I have, once again, signed up to participate in the event in which writers from around the world all agree to put their best foot forward and pound out fifty thousand words.
Judging by the amount of hits my last blog received, you know this. And you don't care. And I'm fine with both of those things.
Today's attempt to hit some semblance of a decent word count, er blog, will be in two parts.
- Why I'm failing at NaNo
- Why failing is a good thing, what can be learned from it.
There is a good chance that I'm only writing this blog post so that I can feel better about my daily word count for NaNo, which is abysmal-by the way, thanks for asking. There is a good chance that you honestly don't care since you may not have any common interest in what NaNo means to me (or other writers). There is a good chance that, like many of my blog posts, I'm using this space to practice things I've learned along the way, like using awesome rhetorical devices-something I picked up from the awesome and inimitable Margie Lawson. Seriously, if you are a writer and you have the chance to take any of her workshops, there is good chance you will be a better writer afterward, especially if you put her lessons in to practice.
So, let's begin, shall we? Alright, look. I get it. You're bored with me talking about NaNo all the time, right? Fine. Here's a video of a hamster on a piano for being such a good sport.
Now, back to it.
Why I Am Failing At NaNo (redux)
In short, poor planning and life. Those two things are why I'm 9,000 words behind on NaNo's official goal and 22,000 words behind on my goal.
I came in to NaNo with a great story idea: A woman finds a digital recorder in a thrift store that hasn't been wiped clean. She falls in love with the voice on the recorder and spends the whole book imagining what it would be like if she were the woman he was writing poems to. And then, at the end, they meet. Is it a happily ever after? Who knows? And who cares?
I was super stoked about the plot device of the recorder and thought I had something unique in that she falls in love with the voice on the recorder. It was supposed to be some kind of deep message on how technology shields us and at the same time reveals our true nature. Blech.
Thing is, while I loved the whole digital recorder aspect of it, I could find no reason to give two shits about my main character. And then looking in to the standard structure of a romance, I knew this was going to be something else. Because of that, I knew I had to have a strong character as well as a strong character flaw for her to overcome (or not) in order to get the man.
I didn't figure any of that shit out until Day 11. ELEVEN! Seriously, blood coming out of my left nostril eleven. That gave me 19 days to come up with any semblance of a book if I had intended to finish NaNo a winner (I will, but more on that later).
The other reason I'm failing at NaNo is life. I work for a retail company. No, I don't write full time...yet. Working for a retail company means one thing. November is hands down the busiest month of the year. This year is no exception. Time that I would normally take before work is taken doing system updates and installs. We're also rotating shifts at our warehouse pulling product, so my time after work is reduced and by the time I do get home, I'm beat. I won't say that writing is the last thing on my mind, but it's taking a close third to eating dinner and going the fuck to sleep.

▶ _What you need to do_
**A.** Answer these questions about the blog post:
(i) By how many words is the writer behind NaNo's official goal?
(ii) Where does the woman in the story idea find the digital recorder?
(iii) On which day did the writer work out the main character and her flaw?
**B.** Reproduce the part of the blog post from "I was super" to "true nature. Blech." without changing a word.

▶ _Raw records_
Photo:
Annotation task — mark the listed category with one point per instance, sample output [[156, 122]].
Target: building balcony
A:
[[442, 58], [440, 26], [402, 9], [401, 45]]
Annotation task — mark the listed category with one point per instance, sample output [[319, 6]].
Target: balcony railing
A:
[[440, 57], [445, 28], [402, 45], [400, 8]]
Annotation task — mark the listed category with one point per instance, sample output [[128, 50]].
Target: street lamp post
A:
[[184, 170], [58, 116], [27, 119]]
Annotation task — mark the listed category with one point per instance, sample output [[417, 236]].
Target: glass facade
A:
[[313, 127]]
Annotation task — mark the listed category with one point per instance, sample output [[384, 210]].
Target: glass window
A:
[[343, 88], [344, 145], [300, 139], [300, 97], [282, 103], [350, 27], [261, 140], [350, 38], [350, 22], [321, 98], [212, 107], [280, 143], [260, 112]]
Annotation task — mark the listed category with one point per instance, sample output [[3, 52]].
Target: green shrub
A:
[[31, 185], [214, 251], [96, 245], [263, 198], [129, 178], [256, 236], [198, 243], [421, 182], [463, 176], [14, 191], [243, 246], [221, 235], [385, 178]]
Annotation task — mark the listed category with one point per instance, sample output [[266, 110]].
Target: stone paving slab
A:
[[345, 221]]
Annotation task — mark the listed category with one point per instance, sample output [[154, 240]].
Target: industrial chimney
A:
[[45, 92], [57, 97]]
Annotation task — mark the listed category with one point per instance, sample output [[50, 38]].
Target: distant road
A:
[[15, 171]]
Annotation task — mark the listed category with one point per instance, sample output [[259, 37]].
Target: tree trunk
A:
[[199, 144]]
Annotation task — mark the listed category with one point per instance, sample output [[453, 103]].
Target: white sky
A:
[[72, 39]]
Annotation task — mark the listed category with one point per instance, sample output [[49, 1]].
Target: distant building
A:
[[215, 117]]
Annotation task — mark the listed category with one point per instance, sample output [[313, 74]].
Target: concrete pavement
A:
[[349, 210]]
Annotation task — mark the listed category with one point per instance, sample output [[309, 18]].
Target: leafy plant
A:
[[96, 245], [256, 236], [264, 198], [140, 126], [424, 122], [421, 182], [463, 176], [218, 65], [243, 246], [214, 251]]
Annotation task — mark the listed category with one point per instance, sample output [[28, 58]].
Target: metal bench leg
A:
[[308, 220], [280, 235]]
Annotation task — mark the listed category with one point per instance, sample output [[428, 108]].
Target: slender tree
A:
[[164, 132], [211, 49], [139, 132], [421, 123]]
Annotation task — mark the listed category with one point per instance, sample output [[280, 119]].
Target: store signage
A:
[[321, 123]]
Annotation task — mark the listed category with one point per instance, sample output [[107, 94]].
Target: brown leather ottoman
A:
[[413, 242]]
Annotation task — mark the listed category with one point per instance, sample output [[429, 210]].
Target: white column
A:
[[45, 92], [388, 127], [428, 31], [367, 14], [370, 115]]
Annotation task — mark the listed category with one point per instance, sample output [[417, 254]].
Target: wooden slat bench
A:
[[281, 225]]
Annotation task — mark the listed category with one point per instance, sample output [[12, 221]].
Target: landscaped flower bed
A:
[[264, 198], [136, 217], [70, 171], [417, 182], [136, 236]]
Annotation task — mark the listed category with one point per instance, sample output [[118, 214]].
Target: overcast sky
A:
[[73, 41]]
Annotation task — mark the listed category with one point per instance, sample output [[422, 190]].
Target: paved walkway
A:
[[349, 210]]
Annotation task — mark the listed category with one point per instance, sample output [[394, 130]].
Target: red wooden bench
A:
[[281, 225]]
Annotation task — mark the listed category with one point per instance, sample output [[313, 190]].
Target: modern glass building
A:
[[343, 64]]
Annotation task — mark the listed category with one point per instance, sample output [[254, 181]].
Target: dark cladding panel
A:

▶ _Solution list_
**A.**
(i) 9,000 words
(ii) In a thrift store
(iii) Day 11

**B.**
I was super stoked about the plot device of the recorder and thought I had something unique in that she falls in love with the voice on the recorder. It was supposed to be some kind of deep message on how technology shields us and at the same time reveals our true nature. Blech.